▶ [Excerpt to read]
You see, what I really want for myself is to tap into my intuition and be able to live a healthy life without constantly being plugged into a tracking program.

What’s physics got to do with it? Let’s ask Schrodinger’s cat.

Schrodinger's lolcat

The Schrodinger’s cat thought experiment is a quantum mechanics take on observer effect, which more or less states that the act of observing something changes that which is observed.

Let’s put this in health and fitness terms:

  1. You’re keeping a food journal. You really want a handful of candy from the front desk, but you don’t want to ruin today’s page of totally healthy foods. So you have a handful of almonds instead.
  2. You finally got a Garmin to track you running workouts! You realize your usual route is 2.86 miles. You run just a wee bit further to make it an even 3.
  3. You started tracking calories. You have no idea how many calories are in your home-made spaghetti, so you don’t eat it. Instead, you choose a frozen dinner because the macro nutrients are clearly labeled on the back, which makes it far easier to track.
  4. You installed a bike computer, and like to keep your speed around 15 miles per hour. If your speed starts to drop below that, you force yourself to pick it up, whether you feel like it or not.
  5. The latest RunKeeper update keeps crashing, so you decide to skip your scheduled workout because you won’t be able to post your mileage on the web.

In some cases, you can use the observer effect to your advantage, like in the first two examples. But in the last three examples, what’s so healthy about eating the “easily tracked” (and likely highly processed) food, or obsessing over hitting a precise speed on your bike regardless of how you feel that day, or skipping an activity because you can’t accurately track it?

The more I observe and track myself, the more I fall into the negative aspects of the observer effect rather than making use of its benefits.

And, going back to my desire to live intuitively, the time-consuming habit of measuring everything you do becomes a crutch without which you’re unable to live the sort of life you desire.

Calorie counting is a great tool when you’re learning about the energy density of foods (there’s how many calories in a mere tablespoon of peanut butter?!) and appropriate portion sizes. But it’s not exactly a life skill. Keeping track of your pace and time is a great way to discover personal achievements, and even how your body responds to the weather or time of day, but those damn numbers are so loud they drown out your own body’s attempts to tell you what you need that day.

Aside from a handful of learnable skills — like measuring proper portions, cooking, meal planning, how to practice your sport of choice — a truly healthy lifestyle comes down to psychology. Psychology, and marshmallows.

▶ [Work request] Reproduce the passage of the text on tracking and the observer effect word for word, from "4. You installed" up to and including "like it or not.".

▶ [Records]
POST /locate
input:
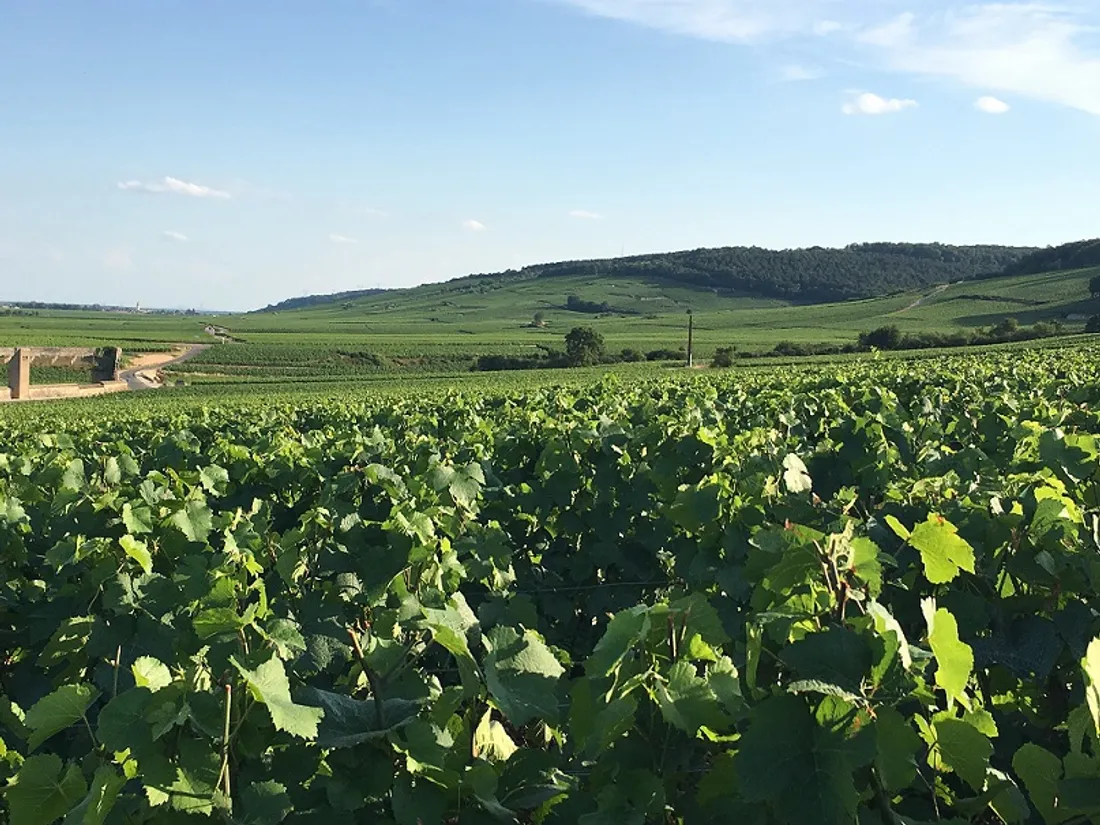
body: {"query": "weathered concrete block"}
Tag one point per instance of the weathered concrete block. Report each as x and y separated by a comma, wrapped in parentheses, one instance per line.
(19, 374)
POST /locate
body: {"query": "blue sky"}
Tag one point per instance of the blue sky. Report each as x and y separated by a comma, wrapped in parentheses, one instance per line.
(228, 154)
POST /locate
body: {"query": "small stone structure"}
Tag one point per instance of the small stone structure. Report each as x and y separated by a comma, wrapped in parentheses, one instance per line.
(19, 374)
(103, 364)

▶ [Task answer]
4. You installed a bike computer, and like to keep your speed around 15 miles per hour. If your speed starts to drop below that, you force yourself to pick it up, whether you feel like it or not.